• **WHAT YOU SHOULD DO**
Reproduce every line of the records below without any change.

Source data:
——

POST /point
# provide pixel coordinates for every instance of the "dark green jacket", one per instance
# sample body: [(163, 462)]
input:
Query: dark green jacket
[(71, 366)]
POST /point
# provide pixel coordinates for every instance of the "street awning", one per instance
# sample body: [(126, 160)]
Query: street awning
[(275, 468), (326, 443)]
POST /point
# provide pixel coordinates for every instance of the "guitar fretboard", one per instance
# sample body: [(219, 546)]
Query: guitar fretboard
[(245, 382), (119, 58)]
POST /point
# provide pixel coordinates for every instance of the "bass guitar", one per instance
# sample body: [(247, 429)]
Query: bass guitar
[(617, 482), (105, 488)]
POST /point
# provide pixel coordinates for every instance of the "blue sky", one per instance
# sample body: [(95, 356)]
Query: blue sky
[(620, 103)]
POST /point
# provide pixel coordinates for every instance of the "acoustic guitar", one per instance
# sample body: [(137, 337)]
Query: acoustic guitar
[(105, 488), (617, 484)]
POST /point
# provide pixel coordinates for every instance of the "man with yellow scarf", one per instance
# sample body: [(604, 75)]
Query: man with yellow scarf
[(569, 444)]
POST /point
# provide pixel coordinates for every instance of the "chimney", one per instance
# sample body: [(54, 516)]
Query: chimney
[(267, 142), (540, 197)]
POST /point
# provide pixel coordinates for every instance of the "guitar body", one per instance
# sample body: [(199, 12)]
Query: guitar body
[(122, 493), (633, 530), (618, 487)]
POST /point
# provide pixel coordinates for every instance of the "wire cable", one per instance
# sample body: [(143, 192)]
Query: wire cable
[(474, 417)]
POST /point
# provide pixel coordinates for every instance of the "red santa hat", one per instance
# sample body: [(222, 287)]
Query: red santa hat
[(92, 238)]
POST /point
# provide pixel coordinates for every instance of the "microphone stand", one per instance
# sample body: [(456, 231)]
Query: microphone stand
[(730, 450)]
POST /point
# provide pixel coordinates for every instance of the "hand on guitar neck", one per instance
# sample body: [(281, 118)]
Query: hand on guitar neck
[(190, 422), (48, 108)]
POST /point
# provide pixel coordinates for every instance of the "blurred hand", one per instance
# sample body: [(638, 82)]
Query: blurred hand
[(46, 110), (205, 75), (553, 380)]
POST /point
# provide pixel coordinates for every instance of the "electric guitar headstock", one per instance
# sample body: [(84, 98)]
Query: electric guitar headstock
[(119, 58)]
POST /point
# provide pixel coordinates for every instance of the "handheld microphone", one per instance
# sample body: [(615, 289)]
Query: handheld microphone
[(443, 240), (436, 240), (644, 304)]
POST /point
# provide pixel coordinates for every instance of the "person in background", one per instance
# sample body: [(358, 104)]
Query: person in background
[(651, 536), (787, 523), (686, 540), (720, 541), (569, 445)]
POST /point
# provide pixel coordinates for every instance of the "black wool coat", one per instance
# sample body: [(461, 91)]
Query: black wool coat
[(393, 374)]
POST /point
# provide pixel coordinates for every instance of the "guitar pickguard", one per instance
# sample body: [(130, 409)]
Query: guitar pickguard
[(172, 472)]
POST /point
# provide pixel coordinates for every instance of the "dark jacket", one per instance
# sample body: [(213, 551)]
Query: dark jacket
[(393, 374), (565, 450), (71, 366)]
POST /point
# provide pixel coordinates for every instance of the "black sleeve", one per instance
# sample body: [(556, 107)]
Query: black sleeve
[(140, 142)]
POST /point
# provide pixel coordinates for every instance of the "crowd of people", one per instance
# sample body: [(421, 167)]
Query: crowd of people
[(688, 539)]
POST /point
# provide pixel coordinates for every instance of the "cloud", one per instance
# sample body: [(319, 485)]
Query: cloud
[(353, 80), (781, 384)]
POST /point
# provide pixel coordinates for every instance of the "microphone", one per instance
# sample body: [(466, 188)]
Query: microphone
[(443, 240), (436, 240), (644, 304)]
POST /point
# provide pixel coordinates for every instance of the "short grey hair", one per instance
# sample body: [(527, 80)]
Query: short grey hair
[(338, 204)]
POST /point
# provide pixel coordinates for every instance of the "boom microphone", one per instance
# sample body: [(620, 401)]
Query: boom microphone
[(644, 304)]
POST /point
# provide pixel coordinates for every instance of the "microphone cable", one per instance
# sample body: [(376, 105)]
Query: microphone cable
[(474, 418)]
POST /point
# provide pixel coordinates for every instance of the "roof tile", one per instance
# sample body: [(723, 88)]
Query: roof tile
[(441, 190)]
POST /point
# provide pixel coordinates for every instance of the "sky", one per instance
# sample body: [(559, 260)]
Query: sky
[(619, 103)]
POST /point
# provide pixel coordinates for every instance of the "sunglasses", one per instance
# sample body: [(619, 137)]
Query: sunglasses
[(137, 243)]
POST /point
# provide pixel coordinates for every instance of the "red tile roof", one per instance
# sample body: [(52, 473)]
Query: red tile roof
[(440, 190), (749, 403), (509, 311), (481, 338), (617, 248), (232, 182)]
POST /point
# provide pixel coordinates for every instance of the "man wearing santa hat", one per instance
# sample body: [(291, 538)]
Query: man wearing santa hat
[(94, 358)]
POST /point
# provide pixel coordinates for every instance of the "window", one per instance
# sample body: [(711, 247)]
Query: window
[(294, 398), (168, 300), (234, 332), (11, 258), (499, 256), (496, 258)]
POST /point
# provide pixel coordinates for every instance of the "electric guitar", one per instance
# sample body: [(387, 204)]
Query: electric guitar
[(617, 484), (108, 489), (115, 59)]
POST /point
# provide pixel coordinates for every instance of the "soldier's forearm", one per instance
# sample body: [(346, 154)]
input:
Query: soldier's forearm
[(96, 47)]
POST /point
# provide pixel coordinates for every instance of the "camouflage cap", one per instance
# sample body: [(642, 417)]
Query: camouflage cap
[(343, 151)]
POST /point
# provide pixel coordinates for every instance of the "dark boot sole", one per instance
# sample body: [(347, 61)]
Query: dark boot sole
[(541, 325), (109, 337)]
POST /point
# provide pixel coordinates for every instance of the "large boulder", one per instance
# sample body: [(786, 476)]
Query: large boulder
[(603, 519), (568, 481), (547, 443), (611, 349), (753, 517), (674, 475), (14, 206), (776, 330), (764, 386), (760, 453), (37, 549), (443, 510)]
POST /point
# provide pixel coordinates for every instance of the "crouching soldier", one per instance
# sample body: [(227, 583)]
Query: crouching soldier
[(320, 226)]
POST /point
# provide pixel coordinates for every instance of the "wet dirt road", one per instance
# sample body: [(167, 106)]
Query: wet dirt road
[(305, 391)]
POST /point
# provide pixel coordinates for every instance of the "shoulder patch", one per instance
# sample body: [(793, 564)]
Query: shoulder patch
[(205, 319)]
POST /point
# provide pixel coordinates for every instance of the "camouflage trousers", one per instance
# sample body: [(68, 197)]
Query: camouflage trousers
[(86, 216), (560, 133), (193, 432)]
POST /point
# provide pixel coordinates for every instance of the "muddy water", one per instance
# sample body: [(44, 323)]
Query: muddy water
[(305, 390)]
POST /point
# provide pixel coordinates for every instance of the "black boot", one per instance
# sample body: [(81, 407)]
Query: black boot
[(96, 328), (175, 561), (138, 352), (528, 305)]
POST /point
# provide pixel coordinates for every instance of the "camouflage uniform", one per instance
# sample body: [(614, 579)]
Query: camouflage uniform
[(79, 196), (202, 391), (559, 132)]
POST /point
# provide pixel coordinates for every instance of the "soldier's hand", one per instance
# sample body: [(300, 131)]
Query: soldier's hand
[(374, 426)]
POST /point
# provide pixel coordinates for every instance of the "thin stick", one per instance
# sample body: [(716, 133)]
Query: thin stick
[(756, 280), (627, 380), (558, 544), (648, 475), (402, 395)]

——

• **RESULT FOR THIS EXERCISE**
POST /point
# provide pixel coordinates for every instance of the "dark green jacket", one per instance
# sample body: [(163, 462)]
input:
Query: dark green jacket
[(71, 366)]
POST /point
# provide pixel coordinates for every instance of the "street awning", one per instance
# sample body: [(126, 160)]
Query: street awning
[(275, 468), (326, 443)]
POST /point
# provide pixel coordinates for every instance of the "guitar fretboard", one per instance
# sample body: [(219, 546)]
Query: guitar fretboard
[(245, 382), (119, 58)]
POST /point
# provide pixel coordinates for every instance of the "bass guitar", one per instance
# sample body: [(247, 429)]
Query: bass guitar
[(617, 482), (105, 488)]
POST /point
# provide pixel coordinates for every instance of the "blue sky", one per instance
# sample body: [(95, 356)]
Query: blue sky
[(620, 103)]
POST /point
# provide pixel coordinates for every instance of the "acoustic guitar", one per instance
# sample body: [(137, 337)]
Query: acoustic guitar
[(105, 488), (617, 484)]
POST /point
# provide pixel coordinates for every instance of the "man with yellow scarf", one per instance
# sample body: [(604, 75)]
Query: man with yellow scarf
[(569, 444)]
POST /point
# provide pixel coordinates for every instance of the "chimney", one per instance
# sample body: [(54, 516)]
Query: chimney
[(267, 142), (540, 197)]
POST /point
# provide pixel coordinates for every instance of the "guitar body", one per instance
# sample body: [(199, 12)]
Query: guitar body
[(122, 493), (633, 530), (618, 487)]
POST /point
# provide pixel coordinates for every instance of the "wire cable", one per instance
# sample body: [(143, 192)]
Query: wire cable
[(474, 417)]
POST /point
# provide pixel coordinates for every instance of the "red santa hat", one per instance
# sample body: [(222, 287)]
Query: red santa hat
[(92, 238)]
POST /point
# provide pixel coordinates for every instance of the "microphone stand", one per instance
# sample body: [(456, 231)]
Query: microphone stand
[(730, 450)]
POST /point
# provide pixel coordinates for every instance of the "hand on guitar neck", one per instance
# sample body: [(281, 118)]
Query: hand on guitar neck
[(190, 422), (48, 108)]
POST /point
# provide pixel coordinates for every instance of the "blurred hand", one per instance
# sample body: [(638, 82)]
Query: blurred hand
[(46, 110), (205, 75), (553, 380)]
POST /point
# provide pixel coordinates for every instance of the "electric guitar headstock", one per instance
# sample body: [(84, 98)]
Query: electric guitar headstock
[(119, 58)]
POST /point
# provide pixel coordinates for every instance of the "handheld microphone", one per instance
# sample body: [(615, 289)]
Query: handheld microphone
[(443, 240), (436, 240), (644, 304)]
POST /point
# provide pixel coordinates for every instance of the "person in background", one per instance
# sample body: [(358, 104)]
Query: person in background
[(651, 536), (787, 523), (686, 540), (720, 541), (569, 445)]
POST /point
# provide pixel coordinates for every instance of the "black wool coat", one per instance
# sample body: [(461, 91)]
Query: black wool coat
[(393, 374)]
POST /point
# provide pixel coordinates for every instance of the "guitar pickguard", one per instance
# sample body: [(130, 409)]
Query: guitar pickguard
[(172, 472)]
POST /point
# provide pixel coordinates for every instance of the "dark jacket", one per instance
# sample body: [(213, 551)]
Query: dark jacket
[(393, 374), (565, 450), (71, 366)]
POST /point
# provide pixel coordinates for every instance of the "black sleeve", one per instance
# sample body: [(556, 107)]
Query: black sleeve
[(140, 142)]
POST /point
# provide pixel coordinates for every instance of the "crowd of people", one per instance
# sample body: [(421, 167)]
Query: crowd of people
[(688, 539)]
POST /point
# provide pixel coordinates for every instance of the "cloud", one per instance
# sample body: [(319, 485)]
Query: cloud
[(353, 80), (781, 384)]
POST /point
# provide pixel coordinates for every instance of the "microphone", one per instance
# sample body: [(466, 188)]
Query: microphone
[(443, 240), (436, 240), (644, 304)]
POST /point
# provide pixel coordinates for every instance of the "short grey hair", one per instance
# sample body: [(527, 80)]
Query: short grey hair
[(338, 204)]
POST /point
# provide pixel coordinates for every instance of the "boom microphone", one per instance
# sample body: [(620, 401)]
Query: boom microphone
[(644, 304)]
POST /point
# provide pixel coordinates for every instance of the "microphone cable", one per instance
# sample body: [(376, 105)]
Query: microphone cable
[(474, 418)]
POST /point
# provide pixel coordinates for every instance of the "roof tile", one per instance
# sample body: [(723, 88)]
Query: roof tile
[(441, 190)]
POST /point
# provide pixel coordinates for every instance of the "sky", one per instance
# sample body: [(559, 260)]
Query: sky
[(619, 103)]
POST /point
# provide pixel coordinates for every instance of the "sunglasses", one per instance
# sample body: [(619, 137)]
Query: sunglasses
[(137, 243)]
POST /point
# provide pixel coordinates for every instance of the "red tile roof", one per instance
# sample body: [(52, 473)]
Query: red tile roof
[(440, 190), (749, 403), (509, 311), (481, 338), (617, 248), (232, 182)]
POST /point
# provide pixel coordinates for every instance of the "man wearing santa hat", one per instance
# sample body: [(291, 538)]
Query: man wearing santa hat
[(94, 358)]
POST /point
# provide pixel coordinates for every instance of the "window", one per instance
# sample body: [(711, 247)]
Query: window
[(294, 398), (168, 300), (234, 332), (11, 258), (499, 256), (496, 258)]
POST /point
# provide pixel coordinates for every instance of the "electric guitar", one per instance
# sample body: [(387, 204)]
Query: electric guitar
[(617, 484), (108, 489), (115, 59)]
POST /point
# provide pixel coordinates for every instance of the "soldier's forearm", one per instance
# sample body: [(346, 154)]
input:
Query: soldier's forearm
[(96, 47)]
POST /point
# provide pixel coordinates for every instance of the "camouflage cap", one per instance
# sample body: [(642, 417)]
Query: camouflage cap
[(343, 151)]
POST /point
# provide pixel coordinates for every instance of the "dark boot sole", one per instance
# sample body: [(347, 61)]
Query: dark boot sole
[(541, 325), (109, 337)]
POST /point
# provide pixel coordinates for every instance of the "large boulder", one per instance
# sample body: [(786, 476)]
Query: large boulder
[(603, 519), (568, 481), (547, 443), (611, 349), (753, 517), (674, 475), (14, 206), (776, 330), (764, 386), (760, 453), (37, 549), (443, 510)]
POST /point
# provide pixel coordinates for every instance of the "crouching soldier", one per instance
# sample body: [(227, 583)]
Query: crouching soldier
[(320, 226)]
POST /point
# provide pixel coordinates for every instance of the "wet dirt road", one per instance
# sample body: [(167, 106)]
Query: wet dirt road
[(305, 391)]
POST /point
# provide pixel coordinates for every instance of the "shoulder patch", one per instance
# sample body: [(793, 564)]
Query: shoulder patch
[(205, 319)]
POST /point
# provide pixel coordinates for every instance of the "camouflage trousers", one per instance
# sample body: [(68, 197)]
Query: camouflage trousers
[(86, 216), (560, 133), (193, 432)]
POST /point
# provide pixel coordinates for every instance of the "muddy water", one per instance
# sample body: [(44, 323)]
Query: muddy water
[(305, 390)]
POST /point
# provide pixel coordinates for every instance of the "black boot", one per instance
# sample body: [(81, 407)]
Query: black boot
[(96, 328), (175, 561), (138, 352), (528, 305)]
POST /point
# provide pixel coordinates for every instance of the "camouflage uniform", one per instance
# sample body: [(614, 579)]
Query: camouflage uniform
[(79, 196), (202, 391), (559, 132)]
POST /point
# provide pixel coordinates for every instance of the "soldier's hand", one per instance
# sample body: [(300, 131)]
Query: soldier's hand
[(374, 426)]
POST /point
# provide pixel coordinates for every instance of the "thin stick", one per instance
# sample body: [(716, 133)]
Query: thin stick
[(756, 280), (627, 380), (558, 544), (648, 475), (402, 395)]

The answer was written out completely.